** Given task **
Return each line of the records below that contains the word "marble", copied in full.

** Data excerpts **
********

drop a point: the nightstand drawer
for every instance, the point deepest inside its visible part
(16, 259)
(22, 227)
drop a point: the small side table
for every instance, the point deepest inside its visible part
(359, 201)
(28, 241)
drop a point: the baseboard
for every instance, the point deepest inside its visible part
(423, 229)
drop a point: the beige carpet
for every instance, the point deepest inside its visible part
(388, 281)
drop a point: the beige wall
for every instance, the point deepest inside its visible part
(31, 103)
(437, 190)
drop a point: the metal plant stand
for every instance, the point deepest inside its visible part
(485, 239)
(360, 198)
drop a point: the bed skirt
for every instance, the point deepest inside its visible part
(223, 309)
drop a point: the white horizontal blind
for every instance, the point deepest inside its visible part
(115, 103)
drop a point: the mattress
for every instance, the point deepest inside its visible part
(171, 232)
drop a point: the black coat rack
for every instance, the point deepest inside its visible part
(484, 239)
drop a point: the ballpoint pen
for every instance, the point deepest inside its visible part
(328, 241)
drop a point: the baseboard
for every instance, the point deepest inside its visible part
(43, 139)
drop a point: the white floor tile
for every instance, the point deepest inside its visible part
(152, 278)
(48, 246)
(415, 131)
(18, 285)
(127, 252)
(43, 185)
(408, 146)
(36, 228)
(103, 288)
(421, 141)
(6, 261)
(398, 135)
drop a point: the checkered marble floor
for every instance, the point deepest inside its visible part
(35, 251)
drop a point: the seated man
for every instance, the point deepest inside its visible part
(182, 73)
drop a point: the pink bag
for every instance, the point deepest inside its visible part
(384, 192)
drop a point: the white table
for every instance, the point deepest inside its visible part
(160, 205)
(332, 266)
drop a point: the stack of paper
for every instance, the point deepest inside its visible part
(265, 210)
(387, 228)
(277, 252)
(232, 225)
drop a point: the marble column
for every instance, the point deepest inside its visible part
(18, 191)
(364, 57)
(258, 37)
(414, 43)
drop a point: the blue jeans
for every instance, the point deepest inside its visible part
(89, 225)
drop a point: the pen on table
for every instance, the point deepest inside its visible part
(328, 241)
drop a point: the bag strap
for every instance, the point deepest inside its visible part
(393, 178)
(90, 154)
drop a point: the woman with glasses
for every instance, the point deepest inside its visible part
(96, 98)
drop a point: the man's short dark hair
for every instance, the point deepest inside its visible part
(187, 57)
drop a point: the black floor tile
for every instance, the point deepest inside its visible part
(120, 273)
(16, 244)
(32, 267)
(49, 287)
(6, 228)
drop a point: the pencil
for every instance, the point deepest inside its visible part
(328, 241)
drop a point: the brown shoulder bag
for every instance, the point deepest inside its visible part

********

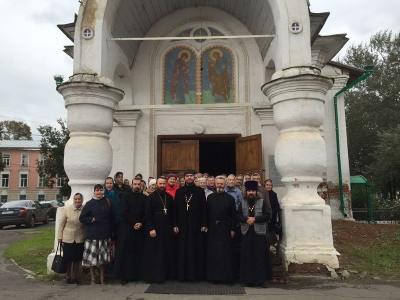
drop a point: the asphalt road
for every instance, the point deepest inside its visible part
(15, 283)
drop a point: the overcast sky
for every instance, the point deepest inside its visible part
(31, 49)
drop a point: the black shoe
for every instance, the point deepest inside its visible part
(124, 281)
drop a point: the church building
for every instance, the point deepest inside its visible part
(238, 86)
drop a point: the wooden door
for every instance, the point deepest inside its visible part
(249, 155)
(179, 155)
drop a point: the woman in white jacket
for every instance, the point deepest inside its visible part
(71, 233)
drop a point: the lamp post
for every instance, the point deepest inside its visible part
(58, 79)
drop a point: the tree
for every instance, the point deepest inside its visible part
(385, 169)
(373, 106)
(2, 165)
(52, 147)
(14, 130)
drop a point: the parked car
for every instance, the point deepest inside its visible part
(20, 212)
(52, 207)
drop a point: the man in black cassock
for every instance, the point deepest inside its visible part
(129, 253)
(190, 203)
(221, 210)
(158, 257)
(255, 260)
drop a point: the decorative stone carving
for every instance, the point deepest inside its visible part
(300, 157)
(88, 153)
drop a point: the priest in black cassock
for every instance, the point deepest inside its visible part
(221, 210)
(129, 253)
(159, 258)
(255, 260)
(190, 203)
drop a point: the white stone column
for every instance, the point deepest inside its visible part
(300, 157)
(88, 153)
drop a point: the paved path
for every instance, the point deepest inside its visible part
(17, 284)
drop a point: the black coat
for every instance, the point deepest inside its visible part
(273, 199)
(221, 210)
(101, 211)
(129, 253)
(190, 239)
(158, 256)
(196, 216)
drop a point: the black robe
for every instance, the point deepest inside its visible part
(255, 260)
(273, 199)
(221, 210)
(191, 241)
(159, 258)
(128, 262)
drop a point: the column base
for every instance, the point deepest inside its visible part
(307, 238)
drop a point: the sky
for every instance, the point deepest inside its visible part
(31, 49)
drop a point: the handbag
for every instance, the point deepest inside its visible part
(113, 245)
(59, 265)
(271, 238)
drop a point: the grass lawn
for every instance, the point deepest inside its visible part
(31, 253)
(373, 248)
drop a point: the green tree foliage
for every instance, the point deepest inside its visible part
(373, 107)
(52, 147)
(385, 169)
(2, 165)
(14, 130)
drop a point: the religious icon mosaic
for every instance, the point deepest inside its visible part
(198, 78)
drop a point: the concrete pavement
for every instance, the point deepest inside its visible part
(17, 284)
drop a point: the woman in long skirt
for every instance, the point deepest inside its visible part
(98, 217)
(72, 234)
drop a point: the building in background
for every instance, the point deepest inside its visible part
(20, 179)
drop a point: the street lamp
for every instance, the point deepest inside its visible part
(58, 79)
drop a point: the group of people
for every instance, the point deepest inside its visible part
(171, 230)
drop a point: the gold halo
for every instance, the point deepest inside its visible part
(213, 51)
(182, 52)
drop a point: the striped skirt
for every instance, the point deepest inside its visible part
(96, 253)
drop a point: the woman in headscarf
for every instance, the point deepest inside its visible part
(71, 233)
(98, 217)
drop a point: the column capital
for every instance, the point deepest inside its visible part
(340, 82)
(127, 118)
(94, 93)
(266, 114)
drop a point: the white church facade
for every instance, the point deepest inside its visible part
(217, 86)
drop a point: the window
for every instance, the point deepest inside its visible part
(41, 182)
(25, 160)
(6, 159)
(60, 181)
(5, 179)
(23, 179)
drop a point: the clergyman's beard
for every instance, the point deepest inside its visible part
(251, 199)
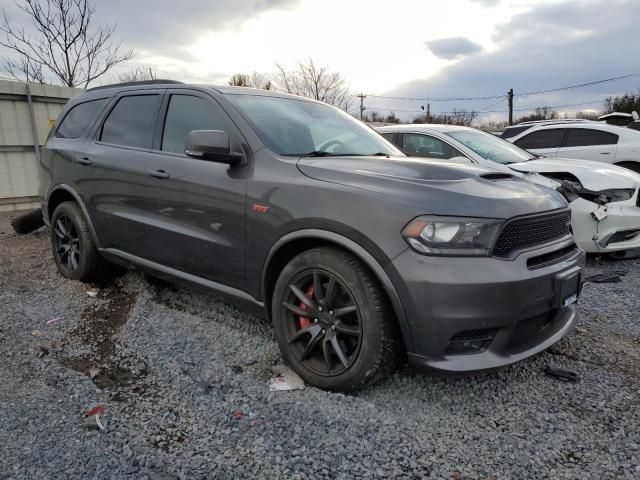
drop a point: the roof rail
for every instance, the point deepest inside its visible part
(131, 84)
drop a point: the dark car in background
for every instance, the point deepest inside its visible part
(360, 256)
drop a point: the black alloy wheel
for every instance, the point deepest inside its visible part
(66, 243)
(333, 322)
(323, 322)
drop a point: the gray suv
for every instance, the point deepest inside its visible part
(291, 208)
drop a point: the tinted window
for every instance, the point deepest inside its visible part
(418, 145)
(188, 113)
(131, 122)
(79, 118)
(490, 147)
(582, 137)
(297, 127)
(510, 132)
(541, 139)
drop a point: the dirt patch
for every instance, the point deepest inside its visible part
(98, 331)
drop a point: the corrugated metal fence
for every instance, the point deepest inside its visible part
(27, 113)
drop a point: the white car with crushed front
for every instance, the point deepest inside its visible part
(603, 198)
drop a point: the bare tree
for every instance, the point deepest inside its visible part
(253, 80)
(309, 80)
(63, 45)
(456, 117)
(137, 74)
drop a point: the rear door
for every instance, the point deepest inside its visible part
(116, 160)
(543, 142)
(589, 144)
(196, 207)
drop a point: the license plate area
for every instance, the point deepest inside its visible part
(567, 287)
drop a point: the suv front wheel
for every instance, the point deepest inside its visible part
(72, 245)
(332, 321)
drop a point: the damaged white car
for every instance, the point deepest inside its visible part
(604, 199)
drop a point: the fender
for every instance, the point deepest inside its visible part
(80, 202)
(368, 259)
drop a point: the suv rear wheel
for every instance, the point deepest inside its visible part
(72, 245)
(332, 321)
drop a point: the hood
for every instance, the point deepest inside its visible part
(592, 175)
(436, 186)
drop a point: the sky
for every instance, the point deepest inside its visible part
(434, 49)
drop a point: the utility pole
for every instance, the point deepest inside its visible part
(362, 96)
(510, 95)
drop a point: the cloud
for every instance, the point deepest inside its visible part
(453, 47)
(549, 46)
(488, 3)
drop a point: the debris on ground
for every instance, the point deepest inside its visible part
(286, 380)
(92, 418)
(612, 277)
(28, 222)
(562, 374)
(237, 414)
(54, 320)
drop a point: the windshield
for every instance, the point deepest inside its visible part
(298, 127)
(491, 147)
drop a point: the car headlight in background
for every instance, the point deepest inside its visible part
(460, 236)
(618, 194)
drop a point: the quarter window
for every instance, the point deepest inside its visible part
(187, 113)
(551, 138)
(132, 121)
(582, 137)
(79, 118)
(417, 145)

********

** Correct answer **
drop a point: the checkered marble floor
drop a point: the marble column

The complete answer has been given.